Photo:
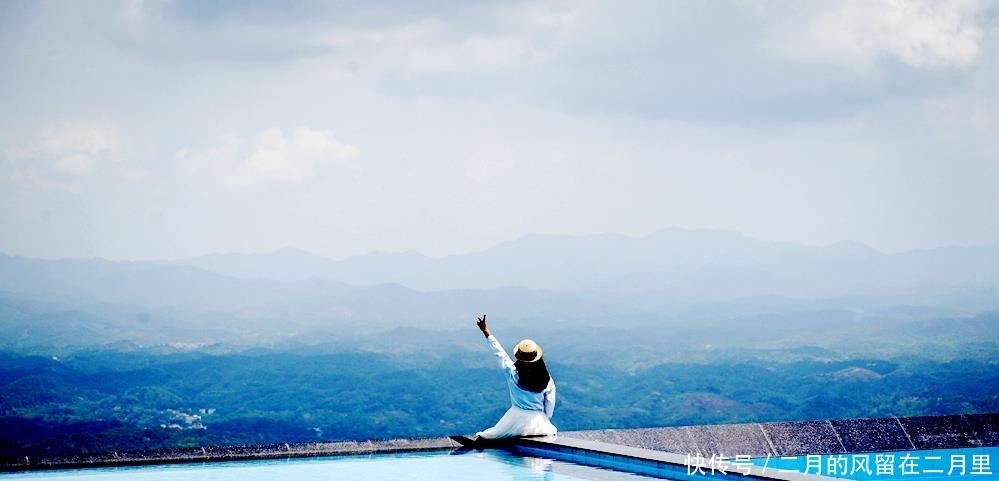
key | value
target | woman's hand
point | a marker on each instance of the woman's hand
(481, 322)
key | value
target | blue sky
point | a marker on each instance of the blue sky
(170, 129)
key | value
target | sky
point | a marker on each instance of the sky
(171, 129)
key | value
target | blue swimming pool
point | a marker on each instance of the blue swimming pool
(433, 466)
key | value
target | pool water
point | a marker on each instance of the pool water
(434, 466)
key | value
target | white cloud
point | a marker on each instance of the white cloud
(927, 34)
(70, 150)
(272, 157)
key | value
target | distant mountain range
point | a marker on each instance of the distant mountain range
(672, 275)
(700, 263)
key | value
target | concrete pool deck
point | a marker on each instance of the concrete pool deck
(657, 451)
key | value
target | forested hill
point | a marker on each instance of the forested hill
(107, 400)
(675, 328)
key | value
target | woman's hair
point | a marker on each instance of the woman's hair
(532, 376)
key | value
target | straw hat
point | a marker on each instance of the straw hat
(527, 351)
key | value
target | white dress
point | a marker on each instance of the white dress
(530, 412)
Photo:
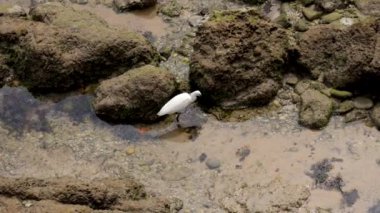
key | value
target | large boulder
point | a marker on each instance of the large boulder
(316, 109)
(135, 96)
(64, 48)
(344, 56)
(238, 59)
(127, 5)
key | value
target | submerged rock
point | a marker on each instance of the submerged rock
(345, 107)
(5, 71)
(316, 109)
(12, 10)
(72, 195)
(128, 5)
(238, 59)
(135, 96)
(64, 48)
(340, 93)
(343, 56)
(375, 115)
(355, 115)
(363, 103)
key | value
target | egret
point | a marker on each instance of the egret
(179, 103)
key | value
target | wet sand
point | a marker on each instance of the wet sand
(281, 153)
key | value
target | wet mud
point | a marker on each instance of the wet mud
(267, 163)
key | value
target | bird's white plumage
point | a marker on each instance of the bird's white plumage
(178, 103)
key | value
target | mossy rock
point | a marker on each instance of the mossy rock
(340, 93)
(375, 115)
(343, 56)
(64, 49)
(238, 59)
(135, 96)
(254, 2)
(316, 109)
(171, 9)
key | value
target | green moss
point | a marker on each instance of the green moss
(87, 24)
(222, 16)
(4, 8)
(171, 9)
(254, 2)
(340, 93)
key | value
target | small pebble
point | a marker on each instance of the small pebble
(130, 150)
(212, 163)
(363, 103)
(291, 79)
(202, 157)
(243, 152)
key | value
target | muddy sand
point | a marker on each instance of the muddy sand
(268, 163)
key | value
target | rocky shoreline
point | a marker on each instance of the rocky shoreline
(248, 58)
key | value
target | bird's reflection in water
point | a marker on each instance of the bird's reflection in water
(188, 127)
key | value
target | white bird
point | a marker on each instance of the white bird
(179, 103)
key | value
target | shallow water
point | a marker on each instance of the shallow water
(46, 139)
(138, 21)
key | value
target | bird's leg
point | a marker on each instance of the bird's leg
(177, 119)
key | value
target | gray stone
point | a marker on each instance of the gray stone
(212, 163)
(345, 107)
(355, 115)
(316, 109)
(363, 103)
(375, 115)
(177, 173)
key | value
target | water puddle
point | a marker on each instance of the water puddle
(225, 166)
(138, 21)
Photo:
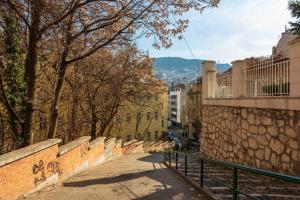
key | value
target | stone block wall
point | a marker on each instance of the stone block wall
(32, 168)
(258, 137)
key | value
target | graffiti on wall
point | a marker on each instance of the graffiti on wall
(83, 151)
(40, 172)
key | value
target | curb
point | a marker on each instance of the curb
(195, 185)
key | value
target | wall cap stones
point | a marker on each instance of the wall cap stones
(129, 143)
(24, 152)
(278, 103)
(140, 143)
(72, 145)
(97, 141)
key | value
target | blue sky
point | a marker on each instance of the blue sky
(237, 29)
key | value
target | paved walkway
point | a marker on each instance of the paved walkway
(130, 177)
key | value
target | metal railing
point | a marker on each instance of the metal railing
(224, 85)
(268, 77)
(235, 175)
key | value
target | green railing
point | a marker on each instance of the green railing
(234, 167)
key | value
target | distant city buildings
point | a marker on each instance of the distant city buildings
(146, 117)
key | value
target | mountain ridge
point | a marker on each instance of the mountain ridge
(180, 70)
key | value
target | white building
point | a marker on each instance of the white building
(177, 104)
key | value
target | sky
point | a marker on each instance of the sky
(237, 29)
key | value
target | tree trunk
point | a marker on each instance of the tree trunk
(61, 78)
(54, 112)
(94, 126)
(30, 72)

....

● Your instructions
Write out the entries above word for word. Do not include the pictures.

● Response to the task
Photo:
key | value
target | woman's hand
point | a marker on each instance of the woman's hand
(481, 322)
key | value
target | blue sky
point | a marker on each instance of the blue sky
(170, 129)
key | value
target | sky
point | a marker on each instance of the sky
(171, 129)
key | value
target | blue swimming pool
point | a marker on each instance of the blue swimming pool
(433, 466)
key | value
target | pool water
point | a marker on each instance of the pool water
(434, 466)
key | value
target | white cloud
point | a marker on each instance of the white cloud
(927, 34)
(70, 150)
(272, 157)
key | value
target | distant mountain range
point | a marker on each instance of the distant mountain range
(672, 275)
(700, 263)
key | value
target | concrete pool deck
point | a marker on each instance of the concrete pool deck
(657, 451)
key | value
target | forested hill
point | a marker on each instance of the forested hill
(107, 400)
(675, 328)
key | value
target | woman's hair
point | a marker on each instance of the woman's hair
(532, 376)
key | value
target | straw hat
point | a marker on each instance of the straw hat
(527, 351)
key | value
target | white dress
point | a marker on each instance of the white dress
(530, 412)
Photo:
key | value
target | large boulder
point | a marker on each instance of the large boulder
(316, 109)
(135, 96)
(64, 48)
(344, 56)
(238, 59)
(127, 5)
key | value
target | submerged rock
point | a marker on each instance of the submerged rock
(345, 107)
(5, 71)
(316, 109)
(12, 10)
(72, 195)
(128, 5)
(238, 59)
(135, 96)
(64, 48)
(340, 93)
(343, 56)
(375, 115)
(355, 115)
(363, 103)
key | value
target | egret
point | a marker on each instance of the egret
(179, 103)
key | value
target | wet sand
point | a marker on each instance of the wet sand
(281, 153)
key | value
target | wet mud
point | a marker on each instance of the wet mud
(267, 163)
key | value
target | bird's white plumage
point | a marker on each instance of the bird's white plumage
(178, 103)
key | value
target | mossy rock
point | a marker on each instance of the mossy rock
(340, 93)
(375, 115)
(343, 56)
(64, 49)
(238, 59)
(135, 96)
(254, 2)
(316, 109)
(171, 9)
key | value
target | green moss
point | a marker on each instance of the green moss
(87, 24)
(222, 16)
(4, 8)
(171, 9)
(254, 2)
(340, 93)
key | value
target | small pebble
point | a marker on each instance of the small pebble
(130, 150)
(212, 163)
(363, 103)
(291, 79)
(202, 157)
(243, 152)
key | value
target | muddy sand
point | a marker on each instance of the muddy sand
(268, 163)
key | value
target | rocky shoreline
point | a marker on each instance of the rocky shoreline
(248, 58)
key | value
target | bird's reflection in water
point | a marker on each instance of the bird's reflection in water
(188, 127)
key | value
target | white bird
point | a marker on each instance of the white bird
(179, 103)
key | value
target | shallow water
point | a marker on each instance of the shallow water
(46, 139)
(138, 21)
key | value
target | bird's leg
point | a marker on each instance of the bird's leg
(177, 119)
key | value
target | gray stone
point | a marker on each instance of the gray stone
(212, 163)
(345, 107)
(355, 115)
(316, 109)
(363, 103)
(375, 115)
(177, 173)
key | value
target | water puddle
point | a marker on each instance of the water puddle
(225, 166)
(138, 21)
Photo:
key | value
target | stone block wall
point | a marker on each instance of the stone block wall
(32, 168)
(258, 137)
key | value
target | graffiti on wall
point | a marker on each instance of the graffiti on wall
(83, 151)
(40, 172)
key | value
target | curb
point | a marker on each instance of the curb
(195, 185)
key | value
target | wall cap stones
point | a marker on each instance of the wall cap stones
(129, 143)
(24, 152)
(278, 103)
(140, 143)
(72, 145)
(97, 141)
key | value
target | blue sky
point | a marker on each instance of the blue sky
(237, 29)
key | value
target | paved walkway
point | a marker on each instance of the paved walkway
(130, 177)
key | value
target | metal railing
point | a marker on each instance of the metal railing
(224, 85)
(268, 77)
(235, 175)
key | value
target | green railing
point | a marker on each instance of the green railing
(234, 167)
key | value
target | distant city buildings
point | a marker on each instance of the distant city buildings
(146, 117)
key | value
target | mountain ridge
point | a marker on each instance of the mountain ridge
(180, 70)
key | value
target | white building
point | a marker on each instance of the white building
(177, 104)
key | value
target | sky
point | a marker on each instance of the sky
(237, 29)
key | value
target | tree trunk
point | a marker on each instance of the tree trunk
(61, 78)
(54, 112)
(94, 126)
(30, 72)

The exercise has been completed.